───── Records to use
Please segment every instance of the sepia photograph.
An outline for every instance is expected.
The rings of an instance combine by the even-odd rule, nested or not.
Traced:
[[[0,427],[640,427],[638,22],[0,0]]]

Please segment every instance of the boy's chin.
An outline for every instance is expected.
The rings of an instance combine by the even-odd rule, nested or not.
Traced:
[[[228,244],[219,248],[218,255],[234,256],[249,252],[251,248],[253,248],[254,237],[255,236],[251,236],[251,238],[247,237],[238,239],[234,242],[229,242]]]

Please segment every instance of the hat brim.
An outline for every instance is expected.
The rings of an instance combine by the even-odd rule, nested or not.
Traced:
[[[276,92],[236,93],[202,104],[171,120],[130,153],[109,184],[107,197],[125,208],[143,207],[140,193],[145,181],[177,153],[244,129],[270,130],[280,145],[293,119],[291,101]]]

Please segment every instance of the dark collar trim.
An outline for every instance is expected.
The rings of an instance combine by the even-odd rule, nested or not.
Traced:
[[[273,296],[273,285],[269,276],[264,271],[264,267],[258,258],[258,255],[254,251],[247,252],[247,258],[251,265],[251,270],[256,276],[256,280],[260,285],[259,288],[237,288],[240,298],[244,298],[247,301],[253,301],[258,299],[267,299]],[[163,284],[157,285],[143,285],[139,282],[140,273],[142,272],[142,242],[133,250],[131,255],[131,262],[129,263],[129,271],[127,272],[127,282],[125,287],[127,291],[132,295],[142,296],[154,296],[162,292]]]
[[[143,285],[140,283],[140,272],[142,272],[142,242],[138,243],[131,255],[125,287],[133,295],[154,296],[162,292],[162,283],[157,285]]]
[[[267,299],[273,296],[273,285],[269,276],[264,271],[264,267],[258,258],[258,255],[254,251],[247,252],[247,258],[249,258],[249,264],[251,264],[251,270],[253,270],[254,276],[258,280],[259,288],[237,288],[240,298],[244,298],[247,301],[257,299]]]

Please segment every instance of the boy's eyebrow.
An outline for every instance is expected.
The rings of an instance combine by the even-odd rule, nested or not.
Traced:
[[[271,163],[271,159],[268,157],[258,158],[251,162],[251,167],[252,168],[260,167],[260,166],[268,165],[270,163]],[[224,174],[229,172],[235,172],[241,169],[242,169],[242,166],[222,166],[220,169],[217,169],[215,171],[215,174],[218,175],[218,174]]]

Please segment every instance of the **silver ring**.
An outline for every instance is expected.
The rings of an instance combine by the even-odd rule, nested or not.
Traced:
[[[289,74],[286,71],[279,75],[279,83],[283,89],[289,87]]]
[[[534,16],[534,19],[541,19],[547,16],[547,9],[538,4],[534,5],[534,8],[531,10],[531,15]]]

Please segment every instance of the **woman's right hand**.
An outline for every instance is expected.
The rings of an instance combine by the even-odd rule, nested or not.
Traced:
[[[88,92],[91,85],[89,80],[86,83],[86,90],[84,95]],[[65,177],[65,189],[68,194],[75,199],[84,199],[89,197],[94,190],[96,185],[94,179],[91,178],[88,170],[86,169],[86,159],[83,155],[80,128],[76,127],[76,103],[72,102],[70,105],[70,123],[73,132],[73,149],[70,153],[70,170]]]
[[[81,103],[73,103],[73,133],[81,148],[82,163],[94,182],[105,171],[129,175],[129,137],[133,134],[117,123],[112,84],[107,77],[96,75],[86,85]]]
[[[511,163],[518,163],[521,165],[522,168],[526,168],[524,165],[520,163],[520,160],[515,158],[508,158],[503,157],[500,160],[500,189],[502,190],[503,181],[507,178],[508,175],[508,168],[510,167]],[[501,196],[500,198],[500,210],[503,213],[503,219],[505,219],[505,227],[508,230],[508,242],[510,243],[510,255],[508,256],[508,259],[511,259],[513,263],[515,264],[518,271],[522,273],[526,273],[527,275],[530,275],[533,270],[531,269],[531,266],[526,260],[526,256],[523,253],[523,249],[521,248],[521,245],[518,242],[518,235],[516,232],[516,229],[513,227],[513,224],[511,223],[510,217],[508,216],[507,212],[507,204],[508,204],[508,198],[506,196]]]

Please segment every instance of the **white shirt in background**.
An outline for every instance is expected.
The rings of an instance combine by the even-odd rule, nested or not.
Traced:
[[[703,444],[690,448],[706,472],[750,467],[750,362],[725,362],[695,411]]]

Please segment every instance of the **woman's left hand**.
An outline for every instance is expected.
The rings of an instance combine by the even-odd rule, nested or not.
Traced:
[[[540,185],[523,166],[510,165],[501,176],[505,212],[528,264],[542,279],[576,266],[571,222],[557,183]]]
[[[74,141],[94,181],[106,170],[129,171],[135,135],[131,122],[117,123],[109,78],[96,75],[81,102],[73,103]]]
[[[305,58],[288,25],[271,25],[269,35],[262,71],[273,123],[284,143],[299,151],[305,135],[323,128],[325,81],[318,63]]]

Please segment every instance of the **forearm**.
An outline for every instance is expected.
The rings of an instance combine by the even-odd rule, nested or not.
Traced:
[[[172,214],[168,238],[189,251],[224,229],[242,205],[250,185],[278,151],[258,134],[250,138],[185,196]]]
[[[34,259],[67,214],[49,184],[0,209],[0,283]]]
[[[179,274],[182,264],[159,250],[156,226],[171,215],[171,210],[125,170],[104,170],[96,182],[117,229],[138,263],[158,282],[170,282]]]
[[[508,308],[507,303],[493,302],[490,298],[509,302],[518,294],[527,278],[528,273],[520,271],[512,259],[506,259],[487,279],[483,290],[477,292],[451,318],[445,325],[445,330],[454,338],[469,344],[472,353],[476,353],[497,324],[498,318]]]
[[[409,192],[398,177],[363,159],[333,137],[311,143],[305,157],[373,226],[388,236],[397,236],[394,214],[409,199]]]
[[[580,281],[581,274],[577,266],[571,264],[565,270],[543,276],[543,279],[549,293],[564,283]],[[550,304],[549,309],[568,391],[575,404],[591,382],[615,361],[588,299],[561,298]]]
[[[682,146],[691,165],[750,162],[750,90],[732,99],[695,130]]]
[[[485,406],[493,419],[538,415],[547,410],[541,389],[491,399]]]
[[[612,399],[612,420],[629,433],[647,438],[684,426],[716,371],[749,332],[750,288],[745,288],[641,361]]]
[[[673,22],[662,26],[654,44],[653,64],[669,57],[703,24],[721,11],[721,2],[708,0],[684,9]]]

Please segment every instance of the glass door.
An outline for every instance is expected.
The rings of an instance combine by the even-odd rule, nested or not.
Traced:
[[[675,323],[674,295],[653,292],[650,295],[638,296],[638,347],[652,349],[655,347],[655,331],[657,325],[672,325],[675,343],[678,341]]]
──────────
> Task statement
Search the material above for the string "hand", and copy every line in which it turns up.

> Result of the exercise
Please segment every instance of the **woman's right hand**.
Please segment every instance of the **woman's left hand**.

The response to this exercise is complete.